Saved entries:
----------

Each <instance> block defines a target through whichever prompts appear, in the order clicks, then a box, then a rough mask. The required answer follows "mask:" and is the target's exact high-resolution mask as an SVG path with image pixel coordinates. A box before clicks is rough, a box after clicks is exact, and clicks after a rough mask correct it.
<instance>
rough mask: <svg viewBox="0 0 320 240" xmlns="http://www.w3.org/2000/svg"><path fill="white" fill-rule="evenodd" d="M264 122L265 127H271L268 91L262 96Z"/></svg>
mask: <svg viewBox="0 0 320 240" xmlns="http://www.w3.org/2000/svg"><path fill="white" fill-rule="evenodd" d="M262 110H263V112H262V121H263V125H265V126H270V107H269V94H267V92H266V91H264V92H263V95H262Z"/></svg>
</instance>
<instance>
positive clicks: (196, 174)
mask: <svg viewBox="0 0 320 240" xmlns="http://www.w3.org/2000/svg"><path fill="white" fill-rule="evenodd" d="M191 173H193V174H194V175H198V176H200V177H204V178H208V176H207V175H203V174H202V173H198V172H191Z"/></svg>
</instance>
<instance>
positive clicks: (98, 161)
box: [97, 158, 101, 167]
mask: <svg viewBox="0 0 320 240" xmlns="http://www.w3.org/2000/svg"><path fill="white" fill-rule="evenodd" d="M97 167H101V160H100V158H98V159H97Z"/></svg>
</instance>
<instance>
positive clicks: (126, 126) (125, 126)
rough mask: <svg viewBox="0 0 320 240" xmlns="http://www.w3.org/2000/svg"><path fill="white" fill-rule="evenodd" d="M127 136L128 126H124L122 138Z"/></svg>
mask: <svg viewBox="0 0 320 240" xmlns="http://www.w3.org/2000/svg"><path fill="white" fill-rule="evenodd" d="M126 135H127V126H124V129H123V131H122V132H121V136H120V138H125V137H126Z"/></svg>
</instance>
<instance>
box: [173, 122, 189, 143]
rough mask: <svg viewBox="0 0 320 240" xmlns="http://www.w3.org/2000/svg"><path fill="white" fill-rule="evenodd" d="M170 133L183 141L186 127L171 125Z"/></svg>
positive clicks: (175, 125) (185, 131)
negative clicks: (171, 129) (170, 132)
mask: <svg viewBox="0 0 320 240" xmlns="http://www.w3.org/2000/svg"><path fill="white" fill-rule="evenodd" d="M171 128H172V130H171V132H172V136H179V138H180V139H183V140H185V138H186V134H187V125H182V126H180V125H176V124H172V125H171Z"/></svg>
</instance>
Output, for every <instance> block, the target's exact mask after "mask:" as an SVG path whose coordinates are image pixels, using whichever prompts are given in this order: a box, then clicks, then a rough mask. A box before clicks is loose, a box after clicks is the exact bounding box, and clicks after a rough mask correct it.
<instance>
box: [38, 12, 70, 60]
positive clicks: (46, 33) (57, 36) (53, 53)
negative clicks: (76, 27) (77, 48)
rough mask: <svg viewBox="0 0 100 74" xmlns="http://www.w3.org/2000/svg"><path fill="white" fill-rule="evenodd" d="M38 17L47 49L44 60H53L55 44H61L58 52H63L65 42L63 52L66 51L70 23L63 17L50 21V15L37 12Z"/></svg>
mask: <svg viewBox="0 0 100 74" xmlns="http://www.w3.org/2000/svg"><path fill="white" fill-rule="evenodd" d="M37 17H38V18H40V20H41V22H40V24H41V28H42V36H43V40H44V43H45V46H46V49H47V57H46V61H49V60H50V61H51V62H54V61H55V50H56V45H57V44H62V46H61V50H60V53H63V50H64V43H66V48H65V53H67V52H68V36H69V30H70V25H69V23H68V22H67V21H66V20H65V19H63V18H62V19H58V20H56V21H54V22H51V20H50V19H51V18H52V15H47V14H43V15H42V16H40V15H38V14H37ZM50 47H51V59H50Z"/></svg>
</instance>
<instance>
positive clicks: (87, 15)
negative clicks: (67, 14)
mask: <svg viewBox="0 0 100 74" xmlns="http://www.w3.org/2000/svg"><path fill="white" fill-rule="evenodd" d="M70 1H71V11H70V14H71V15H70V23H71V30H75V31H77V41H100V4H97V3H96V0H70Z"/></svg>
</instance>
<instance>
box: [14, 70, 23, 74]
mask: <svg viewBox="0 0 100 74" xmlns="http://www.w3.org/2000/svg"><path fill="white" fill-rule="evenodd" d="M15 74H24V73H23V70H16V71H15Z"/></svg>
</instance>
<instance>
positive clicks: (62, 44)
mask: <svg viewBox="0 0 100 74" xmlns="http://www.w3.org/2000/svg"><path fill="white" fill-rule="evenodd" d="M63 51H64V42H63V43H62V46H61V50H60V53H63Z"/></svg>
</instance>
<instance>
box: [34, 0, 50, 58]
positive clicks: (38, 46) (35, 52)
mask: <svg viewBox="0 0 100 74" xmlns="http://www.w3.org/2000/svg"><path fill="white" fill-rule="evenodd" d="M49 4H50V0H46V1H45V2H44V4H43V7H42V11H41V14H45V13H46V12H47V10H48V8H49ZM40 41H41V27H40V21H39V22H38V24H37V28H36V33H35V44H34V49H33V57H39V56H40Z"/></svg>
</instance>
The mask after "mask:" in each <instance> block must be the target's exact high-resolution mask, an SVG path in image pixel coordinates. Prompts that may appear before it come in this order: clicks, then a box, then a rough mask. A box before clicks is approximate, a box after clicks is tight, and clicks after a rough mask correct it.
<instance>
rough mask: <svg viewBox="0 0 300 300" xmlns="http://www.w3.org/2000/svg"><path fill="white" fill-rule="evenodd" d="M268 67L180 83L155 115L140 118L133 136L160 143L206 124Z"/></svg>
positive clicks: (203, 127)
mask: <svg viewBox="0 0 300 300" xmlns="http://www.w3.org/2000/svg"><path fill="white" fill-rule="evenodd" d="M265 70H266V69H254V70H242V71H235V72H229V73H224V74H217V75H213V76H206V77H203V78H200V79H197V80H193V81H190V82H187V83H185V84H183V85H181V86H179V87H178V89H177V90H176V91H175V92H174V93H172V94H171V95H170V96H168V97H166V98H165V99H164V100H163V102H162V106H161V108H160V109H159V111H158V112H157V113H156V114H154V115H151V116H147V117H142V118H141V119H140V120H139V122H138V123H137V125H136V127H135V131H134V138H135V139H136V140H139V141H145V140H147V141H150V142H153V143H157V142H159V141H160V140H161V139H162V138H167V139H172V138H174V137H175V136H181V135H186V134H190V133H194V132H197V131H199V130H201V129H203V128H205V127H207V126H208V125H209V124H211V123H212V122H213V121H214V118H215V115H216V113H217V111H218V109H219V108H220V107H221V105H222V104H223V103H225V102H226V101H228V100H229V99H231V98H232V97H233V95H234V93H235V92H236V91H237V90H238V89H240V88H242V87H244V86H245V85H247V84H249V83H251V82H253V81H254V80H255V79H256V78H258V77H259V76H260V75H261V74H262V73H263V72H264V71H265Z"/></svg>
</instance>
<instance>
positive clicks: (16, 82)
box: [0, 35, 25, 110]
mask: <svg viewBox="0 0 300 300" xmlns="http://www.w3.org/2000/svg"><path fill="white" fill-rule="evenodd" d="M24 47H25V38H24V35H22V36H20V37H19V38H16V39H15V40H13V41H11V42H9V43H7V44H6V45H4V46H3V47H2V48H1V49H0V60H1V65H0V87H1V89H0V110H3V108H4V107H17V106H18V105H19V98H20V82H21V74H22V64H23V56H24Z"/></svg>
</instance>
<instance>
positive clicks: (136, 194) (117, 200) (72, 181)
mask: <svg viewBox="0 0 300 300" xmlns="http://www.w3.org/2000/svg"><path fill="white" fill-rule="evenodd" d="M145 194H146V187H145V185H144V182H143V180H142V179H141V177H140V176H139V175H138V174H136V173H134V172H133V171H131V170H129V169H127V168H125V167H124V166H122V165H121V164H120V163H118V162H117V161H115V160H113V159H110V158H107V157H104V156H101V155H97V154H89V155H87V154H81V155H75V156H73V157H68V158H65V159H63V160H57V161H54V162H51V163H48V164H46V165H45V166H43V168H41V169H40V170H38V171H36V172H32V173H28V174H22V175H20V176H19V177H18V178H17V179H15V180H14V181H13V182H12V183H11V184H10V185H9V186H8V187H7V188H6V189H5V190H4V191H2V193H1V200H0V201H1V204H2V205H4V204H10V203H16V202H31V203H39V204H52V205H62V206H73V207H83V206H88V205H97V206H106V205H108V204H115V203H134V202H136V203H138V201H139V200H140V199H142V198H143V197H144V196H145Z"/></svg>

----------

**Instructions for the task**
Among the records, find each line where the word "then" occurs, and copy it.

**Exercise response**
Each <instance> block defines a target through whichever prompts appear, in the order clicks, then a box, then a rough mask. The required answer follows "mask:" and is the target's exact high-resolution mask as an SVG path with image pixel coordinates. A box before clicks is rough, a box after clicks is exact, and clicks after a rough mask correct it.
Output, for every <instance> block, the target's exact mask after "mask:" as an SVG path whose coordinates are image pixels, using whichever prompts are given in this order: a box, then clicks, then a rough mask. A box before clicks is loose, a box after clicks is the exact bounding box, and clicks after a rough mask correct it.
The mask after "mask:" in each <instance> block must be the target's exact high-resolution mask, an SVG path in image pixel coordinates. Prompts that may appear before it come in this order: clicks, then a box, then a rough mask. A box before clicks is approximate, a box after clicks is tight, and clicks after a rough mask correct it.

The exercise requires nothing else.